GIVEN EXERCISE:
Pick out every line in the entries below that contains the string "horse". Case matters.

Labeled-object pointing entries
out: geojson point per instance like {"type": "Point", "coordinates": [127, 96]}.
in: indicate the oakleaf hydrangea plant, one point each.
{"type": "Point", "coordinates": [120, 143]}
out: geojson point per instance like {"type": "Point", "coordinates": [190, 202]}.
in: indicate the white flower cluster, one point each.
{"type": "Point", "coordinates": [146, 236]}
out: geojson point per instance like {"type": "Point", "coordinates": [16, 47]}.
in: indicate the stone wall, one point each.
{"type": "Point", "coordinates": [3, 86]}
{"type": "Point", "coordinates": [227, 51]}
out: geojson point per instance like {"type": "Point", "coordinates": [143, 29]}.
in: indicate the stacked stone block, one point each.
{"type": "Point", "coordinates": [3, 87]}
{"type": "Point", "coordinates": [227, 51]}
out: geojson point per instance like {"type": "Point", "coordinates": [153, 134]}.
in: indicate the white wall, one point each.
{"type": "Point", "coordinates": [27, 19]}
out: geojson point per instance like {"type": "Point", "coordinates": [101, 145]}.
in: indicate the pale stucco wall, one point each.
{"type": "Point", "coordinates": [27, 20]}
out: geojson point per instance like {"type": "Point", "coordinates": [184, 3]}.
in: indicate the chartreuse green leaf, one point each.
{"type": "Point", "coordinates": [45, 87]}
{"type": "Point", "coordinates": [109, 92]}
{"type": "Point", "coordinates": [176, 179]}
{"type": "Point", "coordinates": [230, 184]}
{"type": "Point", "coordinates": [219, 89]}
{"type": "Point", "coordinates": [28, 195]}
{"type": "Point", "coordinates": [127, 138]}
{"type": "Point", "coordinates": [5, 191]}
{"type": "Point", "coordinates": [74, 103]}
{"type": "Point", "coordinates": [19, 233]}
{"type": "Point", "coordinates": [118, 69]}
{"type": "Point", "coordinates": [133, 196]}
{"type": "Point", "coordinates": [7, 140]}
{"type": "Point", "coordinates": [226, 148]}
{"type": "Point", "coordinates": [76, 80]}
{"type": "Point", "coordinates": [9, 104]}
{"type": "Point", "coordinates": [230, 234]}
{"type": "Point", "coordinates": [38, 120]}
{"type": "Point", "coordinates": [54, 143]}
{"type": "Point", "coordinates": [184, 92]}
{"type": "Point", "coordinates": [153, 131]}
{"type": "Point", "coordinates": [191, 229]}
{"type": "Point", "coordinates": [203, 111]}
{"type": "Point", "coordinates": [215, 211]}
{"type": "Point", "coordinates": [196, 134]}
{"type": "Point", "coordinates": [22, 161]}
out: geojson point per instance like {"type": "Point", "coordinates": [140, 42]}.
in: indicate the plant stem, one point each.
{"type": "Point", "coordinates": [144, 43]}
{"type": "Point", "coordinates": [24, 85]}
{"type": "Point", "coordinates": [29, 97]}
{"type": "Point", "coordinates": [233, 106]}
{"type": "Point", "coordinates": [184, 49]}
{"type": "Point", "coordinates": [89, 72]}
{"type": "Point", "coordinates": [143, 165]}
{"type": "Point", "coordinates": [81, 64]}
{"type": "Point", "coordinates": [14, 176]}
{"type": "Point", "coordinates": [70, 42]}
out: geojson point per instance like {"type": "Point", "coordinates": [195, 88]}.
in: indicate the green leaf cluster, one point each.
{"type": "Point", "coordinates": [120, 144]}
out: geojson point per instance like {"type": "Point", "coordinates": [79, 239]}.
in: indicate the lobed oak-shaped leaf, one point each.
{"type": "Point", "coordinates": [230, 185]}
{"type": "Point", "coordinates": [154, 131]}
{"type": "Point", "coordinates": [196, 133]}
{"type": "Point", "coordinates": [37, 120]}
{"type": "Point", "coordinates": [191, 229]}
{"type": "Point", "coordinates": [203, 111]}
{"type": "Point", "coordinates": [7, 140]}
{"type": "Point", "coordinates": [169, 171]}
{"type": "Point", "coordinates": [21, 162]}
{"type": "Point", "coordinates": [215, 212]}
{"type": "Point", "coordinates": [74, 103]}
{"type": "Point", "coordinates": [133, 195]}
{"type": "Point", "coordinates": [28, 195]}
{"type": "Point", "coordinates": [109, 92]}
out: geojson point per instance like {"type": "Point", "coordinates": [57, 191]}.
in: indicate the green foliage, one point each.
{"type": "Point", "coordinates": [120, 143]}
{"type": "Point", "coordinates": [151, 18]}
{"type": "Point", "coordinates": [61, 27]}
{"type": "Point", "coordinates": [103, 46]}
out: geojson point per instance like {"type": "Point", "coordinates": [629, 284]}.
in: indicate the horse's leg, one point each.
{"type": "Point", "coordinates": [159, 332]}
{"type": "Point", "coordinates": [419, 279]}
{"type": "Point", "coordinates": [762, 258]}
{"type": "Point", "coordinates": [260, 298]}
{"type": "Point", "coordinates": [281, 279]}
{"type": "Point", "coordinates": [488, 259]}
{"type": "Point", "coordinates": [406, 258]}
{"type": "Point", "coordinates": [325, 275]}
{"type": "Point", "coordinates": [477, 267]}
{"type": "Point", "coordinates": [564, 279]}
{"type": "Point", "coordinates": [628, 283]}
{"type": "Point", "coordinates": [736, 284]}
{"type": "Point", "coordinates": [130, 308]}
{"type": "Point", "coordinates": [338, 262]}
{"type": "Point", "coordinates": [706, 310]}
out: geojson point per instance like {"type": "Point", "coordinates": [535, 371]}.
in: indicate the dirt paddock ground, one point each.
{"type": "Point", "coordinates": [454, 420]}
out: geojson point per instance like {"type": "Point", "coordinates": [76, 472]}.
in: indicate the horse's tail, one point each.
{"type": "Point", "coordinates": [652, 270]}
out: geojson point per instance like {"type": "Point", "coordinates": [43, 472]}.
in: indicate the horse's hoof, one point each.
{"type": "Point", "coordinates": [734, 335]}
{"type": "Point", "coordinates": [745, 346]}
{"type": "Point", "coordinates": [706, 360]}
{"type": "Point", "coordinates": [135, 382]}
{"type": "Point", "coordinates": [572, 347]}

EXERCISE RESPONSE:
in: indicate the horse's leg, one point each.
in: indicate the horse's tail, one point each.
in: indicate the horse's hoof, one point each.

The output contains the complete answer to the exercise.